▸ Problem description: From the line with "like point(268, 135)." down to the final line of the material below, quote every line exactly and leave out all lines before it.

### Recorded data

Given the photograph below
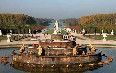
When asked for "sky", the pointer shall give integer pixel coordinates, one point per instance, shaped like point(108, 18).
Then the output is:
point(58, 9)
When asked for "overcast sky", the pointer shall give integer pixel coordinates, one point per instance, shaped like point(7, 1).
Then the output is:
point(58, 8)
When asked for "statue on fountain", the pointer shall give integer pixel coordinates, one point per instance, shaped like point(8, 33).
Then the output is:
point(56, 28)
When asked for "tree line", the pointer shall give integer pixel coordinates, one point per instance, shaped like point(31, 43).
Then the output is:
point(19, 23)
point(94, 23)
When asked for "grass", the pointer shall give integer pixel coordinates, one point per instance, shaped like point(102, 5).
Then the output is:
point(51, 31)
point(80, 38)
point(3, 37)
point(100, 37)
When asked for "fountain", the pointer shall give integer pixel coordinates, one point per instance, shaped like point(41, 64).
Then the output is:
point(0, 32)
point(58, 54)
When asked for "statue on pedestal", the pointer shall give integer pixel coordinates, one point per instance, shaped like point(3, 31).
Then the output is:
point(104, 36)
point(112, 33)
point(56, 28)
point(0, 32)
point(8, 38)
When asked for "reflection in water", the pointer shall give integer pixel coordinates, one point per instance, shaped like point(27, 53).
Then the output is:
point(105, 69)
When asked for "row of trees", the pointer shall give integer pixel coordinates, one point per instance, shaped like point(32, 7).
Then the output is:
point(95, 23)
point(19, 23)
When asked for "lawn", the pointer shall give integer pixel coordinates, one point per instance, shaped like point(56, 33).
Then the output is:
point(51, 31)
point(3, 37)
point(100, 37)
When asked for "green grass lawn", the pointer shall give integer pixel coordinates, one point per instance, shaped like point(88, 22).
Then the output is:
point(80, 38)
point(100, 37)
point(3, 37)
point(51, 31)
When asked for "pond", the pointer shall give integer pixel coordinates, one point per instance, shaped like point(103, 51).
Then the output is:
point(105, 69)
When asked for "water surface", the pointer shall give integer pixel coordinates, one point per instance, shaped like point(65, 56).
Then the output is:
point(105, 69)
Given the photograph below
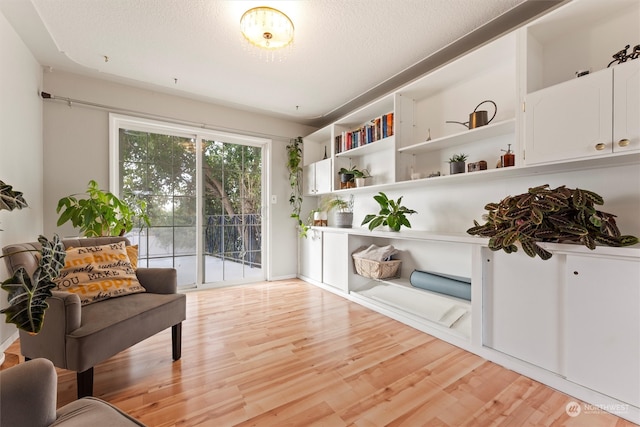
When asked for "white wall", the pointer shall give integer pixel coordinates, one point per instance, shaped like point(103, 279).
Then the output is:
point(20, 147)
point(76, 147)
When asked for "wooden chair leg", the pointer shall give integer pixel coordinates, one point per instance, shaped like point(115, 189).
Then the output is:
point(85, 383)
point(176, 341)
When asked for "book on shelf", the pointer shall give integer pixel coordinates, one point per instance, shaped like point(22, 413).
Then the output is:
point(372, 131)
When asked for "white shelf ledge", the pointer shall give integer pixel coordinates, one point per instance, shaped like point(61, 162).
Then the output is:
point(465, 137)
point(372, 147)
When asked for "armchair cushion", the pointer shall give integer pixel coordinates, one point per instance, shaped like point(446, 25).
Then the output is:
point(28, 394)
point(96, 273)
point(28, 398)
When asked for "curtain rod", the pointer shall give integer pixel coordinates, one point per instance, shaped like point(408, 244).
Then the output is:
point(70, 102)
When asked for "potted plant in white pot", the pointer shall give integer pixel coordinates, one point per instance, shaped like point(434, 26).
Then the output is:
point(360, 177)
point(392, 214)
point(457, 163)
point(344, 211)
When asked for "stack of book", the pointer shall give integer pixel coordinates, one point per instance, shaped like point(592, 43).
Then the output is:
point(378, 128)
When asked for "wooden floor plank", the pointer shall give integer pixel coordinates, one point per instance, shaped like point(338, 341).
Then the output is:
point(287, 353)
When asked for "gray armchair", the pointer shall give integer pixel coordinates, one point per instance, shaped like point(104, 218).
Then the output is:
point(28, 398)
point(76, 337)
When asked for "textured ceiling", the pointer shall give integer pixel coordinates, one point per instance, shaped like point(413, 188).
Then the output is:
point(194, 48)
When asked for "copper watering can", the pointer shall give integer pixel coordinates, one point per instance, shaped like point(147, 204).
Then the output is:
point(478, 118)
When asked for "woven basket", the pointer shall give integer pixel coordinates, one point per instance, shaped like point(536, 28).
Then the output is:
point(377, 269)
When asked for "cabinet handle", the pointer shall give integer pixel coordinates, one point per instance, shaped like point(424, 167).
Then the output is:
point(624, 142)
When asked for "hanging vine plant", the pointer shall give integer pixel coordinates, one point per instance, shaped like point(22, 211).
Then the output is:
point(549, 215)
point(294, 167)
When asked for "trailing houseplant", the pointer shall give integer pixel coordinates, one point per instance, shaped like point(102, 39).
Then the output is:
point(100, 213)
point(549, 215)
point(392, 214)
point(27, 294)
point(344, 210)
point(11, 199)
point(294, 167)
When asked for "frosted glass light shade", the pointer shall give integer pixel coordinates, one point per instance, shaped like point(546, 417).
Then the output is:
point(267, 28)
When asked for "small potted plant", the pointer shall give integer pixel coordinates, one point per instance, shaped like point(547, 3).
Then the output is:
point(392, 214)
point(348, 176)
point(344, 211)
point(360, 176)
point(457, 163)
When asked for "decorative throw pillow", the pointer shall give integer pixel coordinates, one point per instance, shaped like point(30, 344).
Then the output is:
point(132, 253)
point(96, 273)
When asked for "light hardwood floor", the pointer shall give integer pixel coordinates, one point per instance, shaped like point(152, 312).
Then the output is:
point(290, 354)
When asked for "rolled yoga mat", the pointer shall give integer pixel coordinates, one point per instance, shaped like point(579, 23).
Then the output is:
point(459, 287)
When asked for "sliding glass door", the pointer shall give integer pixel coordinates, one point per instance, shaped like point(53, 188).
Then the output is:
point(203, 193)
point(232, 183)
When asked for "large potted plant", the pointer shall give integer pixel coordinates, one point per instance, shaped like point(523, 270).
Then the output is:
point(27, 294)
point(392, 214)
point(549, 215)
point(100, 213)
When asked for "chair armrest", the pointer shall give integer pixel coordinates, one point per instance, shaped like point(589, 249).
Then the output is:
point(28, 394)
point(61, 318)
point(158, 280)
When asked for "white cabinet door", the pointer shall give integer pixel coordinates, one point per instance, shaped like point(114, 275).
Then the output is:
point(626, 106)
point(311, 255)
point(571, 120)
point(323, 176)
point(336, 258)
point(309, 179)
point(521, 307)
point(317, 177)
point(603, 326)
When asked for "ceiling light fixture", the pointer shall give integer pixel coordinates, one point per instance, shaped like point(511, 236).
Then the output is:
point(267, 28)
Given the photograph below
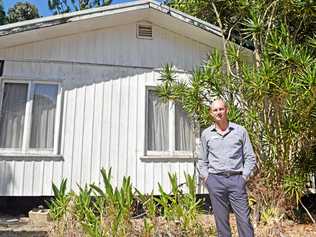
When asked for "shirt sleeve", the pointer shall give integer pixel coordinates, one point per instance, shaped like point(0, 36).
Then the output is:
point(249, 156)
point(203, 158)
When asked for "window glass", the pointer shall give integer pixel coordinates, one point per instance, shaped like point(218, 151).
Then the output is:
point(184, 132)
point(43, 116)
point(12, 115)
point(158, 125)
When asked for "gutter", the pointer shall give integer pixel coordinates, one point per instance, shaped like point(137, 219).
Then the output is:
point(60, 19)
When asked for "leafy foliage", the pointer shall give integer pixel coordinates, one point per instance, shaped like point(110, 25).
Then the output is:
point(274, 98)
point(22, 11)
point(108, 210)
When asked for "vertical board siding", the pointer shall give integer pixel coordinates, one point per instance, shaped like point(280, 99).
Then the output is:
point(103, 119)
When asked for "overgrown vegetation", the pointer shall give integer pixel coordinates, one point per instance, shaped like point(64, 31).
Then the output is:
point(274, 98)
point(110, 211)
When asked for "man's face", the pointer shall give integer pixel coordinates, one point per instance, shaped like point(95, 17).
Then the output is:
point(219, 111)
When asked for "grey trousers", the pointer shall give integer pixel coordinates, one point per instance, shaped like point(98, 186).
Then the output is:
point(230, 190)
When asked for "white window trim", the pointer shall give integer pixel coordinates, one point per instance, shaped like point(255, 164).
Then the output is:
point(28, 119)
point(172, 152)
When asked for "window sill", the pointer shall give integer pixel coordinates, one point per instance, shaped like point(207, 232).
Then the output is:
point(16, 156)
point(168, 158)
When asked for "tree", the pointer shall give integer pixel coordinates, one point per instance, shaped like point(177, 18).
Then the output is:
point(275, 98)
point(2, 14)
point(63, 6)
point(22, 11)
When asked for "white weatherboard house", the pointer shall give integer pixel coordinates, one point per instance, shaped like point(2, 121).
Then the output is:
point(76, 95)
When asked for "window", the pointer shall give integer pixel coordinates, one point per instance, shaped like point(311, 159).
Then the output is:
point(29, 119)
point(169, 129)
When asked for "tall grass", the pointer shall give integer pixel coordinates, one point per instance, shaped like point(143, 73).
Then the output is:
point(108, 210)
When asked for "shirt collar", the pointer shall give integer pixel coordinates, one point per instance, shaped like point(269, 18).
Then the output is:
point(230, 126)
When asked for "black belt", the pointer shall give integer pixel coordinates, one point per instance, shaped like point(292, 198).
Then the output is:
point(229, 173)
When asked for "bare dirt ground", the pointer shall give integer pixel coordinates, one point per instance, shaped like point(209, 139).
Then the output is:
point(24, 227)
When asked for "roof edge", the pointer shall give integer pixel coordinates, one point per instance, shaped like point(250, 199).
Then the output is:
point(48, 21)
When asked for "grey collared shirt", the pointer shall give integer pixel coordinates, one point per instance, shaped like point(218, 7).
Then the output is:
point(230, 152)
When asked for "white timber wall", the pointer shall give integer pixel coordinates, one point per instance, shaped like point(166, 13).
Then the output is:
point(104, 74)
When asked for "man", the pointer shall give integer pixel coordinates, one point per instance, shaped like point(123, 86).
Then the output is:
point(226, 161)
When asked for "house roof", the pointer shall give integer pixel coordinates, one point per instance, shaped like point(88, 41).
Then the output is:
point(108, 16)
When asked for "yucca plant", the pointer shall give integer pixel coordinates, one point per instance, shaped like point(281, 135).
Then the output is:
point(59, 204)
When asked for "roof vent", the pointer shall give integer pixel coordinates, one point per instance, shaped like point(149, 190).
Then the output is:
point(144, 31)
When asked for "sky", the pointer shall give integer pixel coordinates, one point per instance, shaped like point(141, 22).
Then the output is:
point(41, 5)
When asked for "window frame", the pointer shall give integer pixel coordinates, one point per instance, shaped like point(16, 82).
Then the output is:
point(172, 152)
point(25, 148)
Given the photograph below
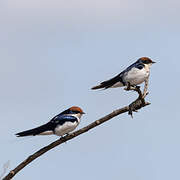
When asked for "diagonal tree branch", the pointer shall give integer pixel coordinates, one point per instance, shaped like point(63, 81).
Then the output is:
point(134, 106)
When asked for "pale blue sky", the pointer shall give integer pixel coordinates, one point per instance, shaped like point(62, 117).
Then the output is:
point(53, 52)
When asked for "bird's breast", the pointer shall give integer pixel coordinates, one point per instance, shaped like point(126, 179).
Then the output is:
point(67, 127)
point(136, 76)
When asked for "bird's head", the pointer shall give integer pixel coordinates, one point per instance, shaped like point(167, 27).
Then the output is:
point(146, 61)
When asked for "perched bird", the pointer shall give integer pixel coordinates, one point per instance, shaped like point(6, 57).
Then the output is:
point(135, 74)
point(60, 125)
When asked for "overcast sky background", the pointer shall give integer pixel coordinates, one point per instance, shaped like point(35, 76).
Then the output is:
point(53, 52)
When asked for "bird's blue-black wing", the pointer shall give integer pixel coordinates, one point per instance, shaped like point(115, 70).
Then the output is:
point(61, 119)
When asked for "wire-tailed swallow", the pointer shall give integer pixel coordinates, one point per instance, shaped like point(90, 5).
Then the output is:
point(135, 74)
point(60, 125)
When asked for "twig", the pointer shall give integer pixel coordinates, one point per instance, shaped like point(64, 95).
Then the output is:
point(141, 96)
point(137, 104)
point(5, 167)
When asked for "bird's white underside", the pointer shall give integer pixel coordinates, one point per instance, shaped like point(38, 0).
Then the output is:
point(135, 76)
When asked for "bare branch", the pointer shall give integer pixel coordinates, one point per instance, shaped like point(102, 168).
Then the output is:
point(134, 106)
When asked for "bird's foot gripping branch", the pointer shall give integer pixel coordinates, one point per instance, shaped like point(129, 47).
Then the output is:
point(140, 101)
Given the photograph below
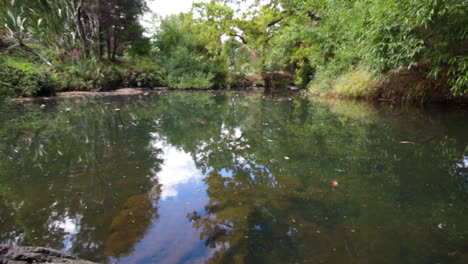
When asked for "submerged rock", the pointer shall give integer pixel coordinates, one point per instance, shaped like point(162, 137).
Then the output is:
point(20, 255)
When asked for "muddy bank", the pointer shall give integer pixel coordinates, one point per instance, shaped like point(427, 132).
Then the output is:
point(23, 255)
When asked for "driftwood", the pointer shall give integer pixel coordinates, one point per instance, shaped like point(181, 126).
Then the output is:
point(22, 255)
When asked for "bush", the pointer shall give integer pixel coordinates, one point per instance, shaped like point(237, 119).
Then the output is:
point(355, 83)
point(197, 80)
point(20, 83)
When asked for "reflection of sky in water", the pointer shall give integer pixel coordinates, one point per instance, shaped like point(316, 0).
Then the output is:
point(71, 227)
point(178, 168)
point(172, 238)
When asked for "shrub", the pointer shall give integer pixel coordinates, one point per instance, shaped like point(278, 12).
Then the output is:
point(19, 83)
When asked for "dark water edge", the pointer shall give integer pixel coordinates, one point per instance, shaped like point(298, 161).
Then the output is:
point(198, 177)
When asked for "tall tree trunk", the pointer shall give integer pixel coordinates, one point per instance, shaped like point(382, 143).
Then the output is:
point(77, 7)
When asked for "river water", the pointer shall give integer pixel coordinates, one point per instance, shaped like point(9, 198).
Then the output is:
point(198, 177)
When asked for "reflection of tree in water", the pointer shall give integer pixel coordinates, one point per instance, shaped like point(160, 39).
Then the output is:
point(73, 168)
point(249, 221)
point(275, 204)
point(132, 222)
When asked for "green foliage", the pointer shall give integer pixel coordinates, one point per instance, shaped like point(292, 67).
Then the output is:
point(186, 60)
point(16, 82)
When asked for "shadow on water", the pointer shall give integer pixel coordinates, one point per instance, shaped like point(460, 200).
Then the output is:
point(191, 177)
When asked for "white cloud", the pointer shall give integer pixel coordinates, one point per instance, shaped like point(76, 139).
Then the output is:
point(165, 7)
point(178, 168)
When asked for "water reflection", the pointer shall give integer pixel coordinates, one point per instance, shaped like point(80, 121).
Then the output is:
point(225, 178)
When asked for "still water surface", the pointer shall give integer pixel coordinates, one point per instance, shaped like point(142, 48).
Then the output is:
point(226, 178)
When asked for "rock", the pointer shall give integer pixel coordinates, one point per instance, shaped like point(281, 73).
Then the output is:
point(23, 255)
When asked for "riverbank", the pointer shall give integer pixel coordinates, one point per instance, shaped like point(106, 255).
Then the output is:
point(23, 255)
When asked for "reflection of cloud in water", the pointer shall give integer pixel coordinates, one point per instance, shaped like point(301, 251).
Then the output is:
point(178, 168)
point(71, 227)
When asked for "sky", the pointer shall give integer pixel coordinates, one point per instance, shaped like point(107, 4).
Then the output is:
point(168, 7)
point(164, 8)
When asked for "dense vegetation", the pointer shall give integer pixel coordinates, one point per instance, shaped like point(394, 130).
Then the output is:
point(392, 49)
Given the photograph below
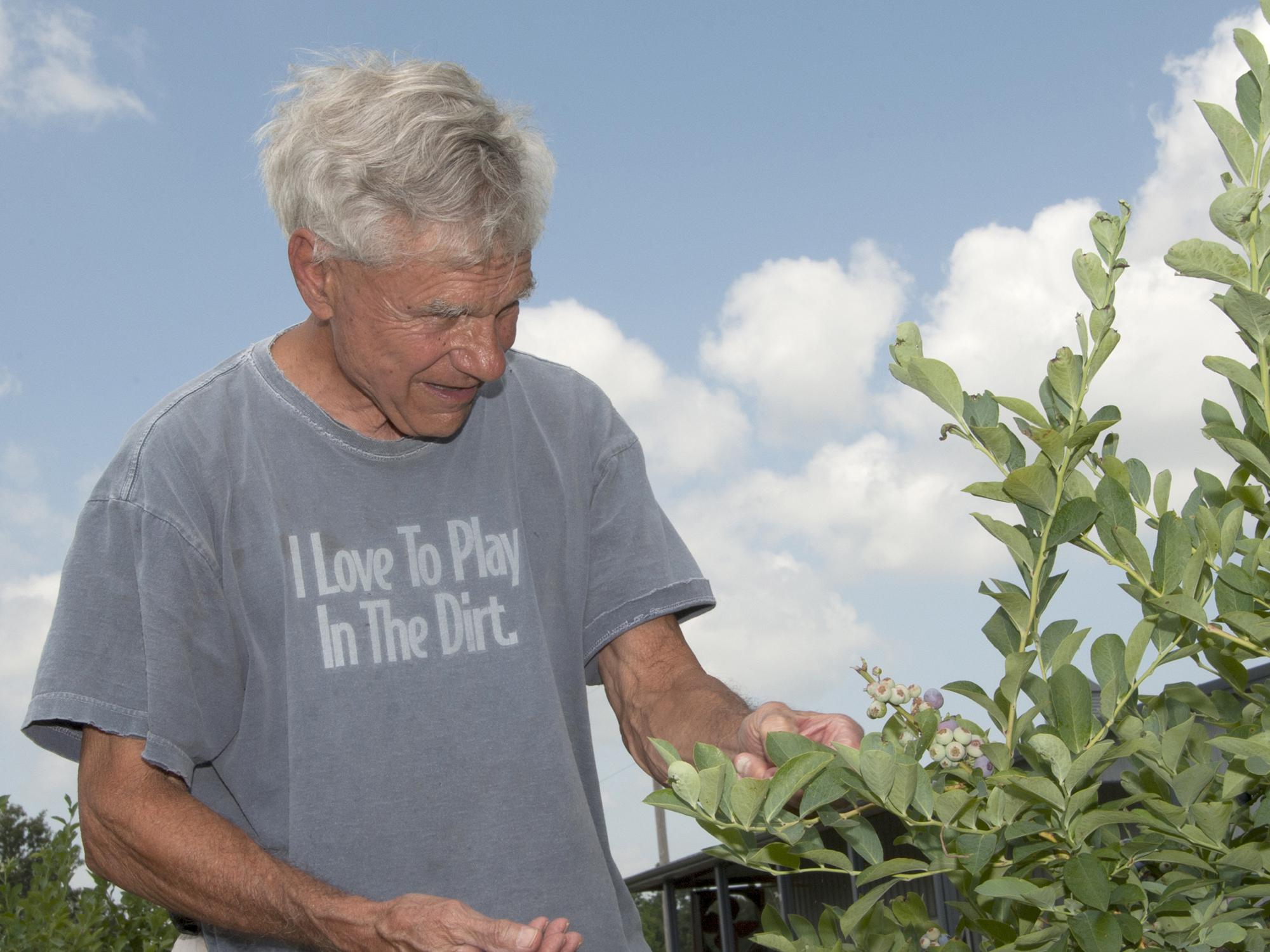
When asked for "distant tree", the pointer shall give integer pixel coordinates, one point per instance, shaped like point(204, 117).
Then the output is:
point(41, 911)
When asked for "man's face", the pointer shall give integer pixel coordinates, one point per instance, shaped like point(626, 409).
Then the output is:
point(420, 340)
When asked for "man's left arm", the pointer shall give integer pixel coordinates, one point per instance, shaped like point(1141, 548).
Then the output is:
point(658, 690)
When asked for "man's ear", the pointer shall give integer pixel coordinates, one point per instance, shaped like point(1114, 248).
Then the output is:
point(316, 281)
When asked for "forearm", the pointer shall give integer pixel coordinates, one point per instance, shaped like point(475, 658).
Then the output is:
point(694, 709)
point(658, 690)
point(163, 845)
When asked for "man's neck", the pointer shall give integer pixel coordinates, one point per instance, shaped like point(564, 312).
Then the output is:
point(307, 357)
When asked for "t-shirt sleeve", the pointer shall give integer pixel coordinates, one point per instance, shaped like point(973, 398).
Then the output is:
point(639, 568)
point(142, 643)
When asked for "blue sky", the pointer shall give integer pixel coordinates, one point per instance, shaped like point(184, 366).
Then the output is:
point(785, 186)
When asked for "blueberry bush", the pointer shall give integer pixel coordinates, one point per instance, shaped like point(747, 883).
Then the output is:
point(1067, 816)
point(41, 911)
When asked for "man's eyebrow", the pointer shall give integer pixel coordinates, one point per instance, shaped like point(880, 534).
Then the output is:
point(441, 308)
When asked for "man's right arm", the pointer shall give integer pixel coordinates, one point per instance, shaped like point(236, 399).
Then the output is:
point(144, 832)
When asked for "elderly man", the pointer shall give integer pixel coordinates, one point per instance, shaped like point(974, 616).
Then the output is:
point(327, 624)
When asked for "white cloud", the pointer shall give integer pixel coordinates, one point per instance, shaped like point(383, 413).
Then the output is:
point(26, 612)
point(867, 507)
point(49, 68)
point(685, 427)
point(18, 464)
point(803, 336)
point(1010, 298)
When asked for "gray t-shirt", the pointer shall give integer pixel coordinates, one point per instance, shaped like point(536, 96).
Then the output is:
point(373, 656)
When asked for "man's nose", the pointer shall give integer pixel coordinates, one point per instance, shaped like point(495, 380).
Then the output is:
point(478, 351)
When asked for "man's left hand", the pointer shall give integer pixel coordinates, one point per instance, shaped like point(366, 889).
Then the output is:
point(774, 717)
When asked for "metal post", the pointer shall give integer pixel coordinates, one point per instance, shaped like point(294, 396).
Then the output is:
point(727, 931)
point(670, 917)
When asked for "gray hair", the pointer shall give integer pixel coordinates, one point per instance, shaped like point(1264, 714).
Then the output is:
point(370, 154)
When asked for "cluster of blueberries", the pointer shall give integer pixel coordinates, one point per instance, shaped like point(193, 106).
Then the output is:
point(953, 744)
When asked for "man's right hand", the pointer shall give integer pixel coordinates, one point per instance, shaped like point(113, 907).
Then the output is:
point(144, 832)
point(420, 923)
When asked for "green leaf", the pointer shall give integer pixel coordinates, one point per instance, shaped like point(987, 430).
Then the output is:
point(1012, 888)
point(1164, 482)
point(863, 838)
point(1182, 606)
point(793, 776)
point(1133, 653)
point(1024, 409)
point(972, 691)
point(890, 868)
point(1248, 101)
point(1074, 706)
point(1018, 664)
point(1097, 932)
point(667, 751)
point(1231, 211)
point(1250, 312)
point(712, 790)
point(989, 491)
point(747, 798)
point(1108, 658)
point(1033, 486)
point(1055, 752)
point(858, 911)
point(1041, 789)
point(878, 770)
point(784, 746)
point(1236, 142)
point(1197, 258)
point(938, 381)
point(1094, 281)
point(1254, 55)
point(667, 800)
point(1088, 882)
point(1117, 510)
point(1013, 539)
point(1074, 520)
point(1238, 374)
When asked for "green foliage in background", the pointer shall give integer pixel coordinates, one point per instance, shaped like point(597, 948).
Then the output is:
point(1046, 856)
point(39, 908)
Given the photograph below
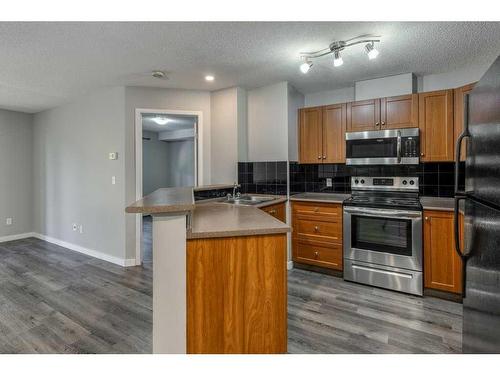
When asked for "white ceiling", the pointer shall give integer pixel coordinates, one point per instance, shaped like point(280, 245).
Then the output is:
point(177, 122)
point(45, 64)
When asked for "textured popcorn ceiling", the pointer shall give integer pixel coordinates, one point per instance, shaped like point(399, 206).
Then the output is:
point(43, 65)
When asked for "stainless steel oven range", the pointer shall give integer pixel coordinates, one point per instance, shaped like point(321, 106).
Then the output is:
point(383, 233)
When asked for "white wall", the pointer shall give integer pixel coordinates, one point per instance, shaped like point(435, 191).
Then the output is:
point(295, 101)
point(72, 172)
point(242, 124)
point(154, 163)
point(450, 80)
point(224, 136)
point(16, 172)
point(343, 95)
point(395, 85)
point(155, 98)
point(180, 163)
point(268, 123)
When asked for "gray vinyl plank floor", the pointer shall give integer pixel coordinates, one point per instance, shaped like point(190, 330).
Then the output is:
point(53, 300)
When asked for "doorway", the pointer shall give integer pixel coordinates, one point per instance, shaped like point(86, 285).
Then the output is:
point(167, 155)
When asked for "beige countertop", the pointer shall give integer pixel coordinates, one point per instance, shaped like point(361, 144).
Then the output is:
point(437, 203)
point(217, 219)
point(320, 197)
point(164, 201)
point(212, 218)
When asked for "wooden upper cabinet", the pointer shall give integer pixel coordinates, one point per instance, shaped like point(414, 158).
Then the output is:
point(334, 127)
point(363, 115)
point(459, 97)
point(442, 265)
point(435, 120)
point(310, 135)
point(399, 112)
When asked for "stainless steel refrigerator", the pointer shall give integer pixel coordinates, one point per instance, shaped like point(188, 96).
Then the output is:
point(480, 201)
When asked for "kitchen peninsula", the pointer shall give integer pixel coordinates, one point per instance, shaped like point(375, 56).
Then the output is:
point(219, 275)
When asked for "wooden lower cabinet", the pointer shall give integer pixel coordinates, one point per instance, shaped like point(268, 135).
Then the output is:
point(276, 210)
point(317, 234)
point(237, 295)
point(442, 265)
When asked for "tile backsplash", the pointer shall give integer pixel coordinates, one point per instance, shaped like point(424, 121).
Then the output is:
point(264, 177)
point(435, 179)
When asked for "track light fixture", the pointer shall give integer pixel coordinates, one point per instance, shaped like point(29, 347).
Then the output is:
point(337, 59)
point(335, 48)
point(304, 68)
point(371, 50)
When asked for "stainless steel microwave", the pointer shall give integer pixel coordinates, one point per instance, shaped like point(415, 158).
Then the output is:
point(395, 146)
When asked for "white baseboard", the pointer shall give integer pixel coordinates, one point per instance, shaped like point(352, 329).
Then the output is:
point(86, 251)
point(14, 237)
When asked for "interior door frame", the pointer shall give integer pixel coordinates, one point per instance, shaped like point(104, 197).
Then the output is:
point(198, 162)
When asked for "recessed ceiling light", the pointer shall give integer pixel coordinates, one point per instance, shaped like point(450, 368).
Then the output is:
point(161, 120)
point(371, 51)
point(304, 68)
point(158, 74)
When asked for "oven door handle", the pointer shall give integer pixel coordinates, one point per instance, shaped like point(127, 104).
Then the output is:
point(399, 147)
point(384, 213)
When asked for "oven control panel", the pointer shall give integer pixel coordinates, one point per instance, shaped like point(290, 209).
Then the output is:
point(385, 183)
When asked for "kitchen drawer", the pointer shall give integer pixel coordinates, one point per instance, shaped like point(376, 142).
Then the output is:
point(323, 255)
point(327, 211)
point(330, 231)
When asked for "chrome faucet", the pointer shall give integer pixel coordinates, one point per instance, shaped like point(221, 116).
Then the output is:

######

▸ Answer in full:
When asked for "wooden lower cabinet", the pointer shall give integer pixel coordinates, one point per instance, shaped like point(268, 135).
Then the output is:
point(276, 210)
point(317, 234)
point(237, 295)
point(442, 265)
When asked for "tile backsplash", the pointer shall give integer pixel coordinates, one point per instance, shaped like point(424, 121).
Then the output is:
point(264, 177)
point(435, 179)
When asked for "track light fixture", the pointer shall give integer pixel coordinates, one point per instance, shaped like point(29, 347).
Then the output is:
point(337, 59)
point(335, 48)
point(304, 68)
point(371, 50)
When asked for "stainless steel microwave", the pointer shall give integer pixel coordinates, one point per instance, shaped like point(415, 158).
Then the output is:
point(395, 146)
When asked for "white baseboard", the pointer shall give integer pixel coordinates, one point per instance, shaped like point(352, 329).
Then the output is:
point(86, 251)
point(14, 237)
When asked for "interior door frame", the pointer shall give integer pixel coordinates, one point per instance, shaped like point(104, 197).
Then the output is:
point(198, 162)
When asked for "recessed ceiling light", the pointer shall give integer pixel coordinates, one point per instance, shaped like point(450, 368).
Then the output is:
point(161, 120)
point(371, 51)
point(304, 68)
point(158, 74)
When asked for "oven door handle", the pointer shall give integer pixel coordinates, one point per instance, shaped like point(127, 104).
Then the output is:
point(399, 147)
point(384, 213)
When asked for "oven control panel", the pointer shall give integer pixel coordinates, one point per instance, shaped like point(290, 209).
Then the output is:
point(385, 183)
When asked for "kitchen drawer", the pointer shall give integer pixel coordinates, one point per instance, shaped like point(376, 142).
Then the output is:
point(323, 255)
point(327, 211)
point(330, 231)
When asked for "chrome faucet", the pointer shall give integer pixel coordinates, one point per instance, shaped like point(221, 116).
Then the output is:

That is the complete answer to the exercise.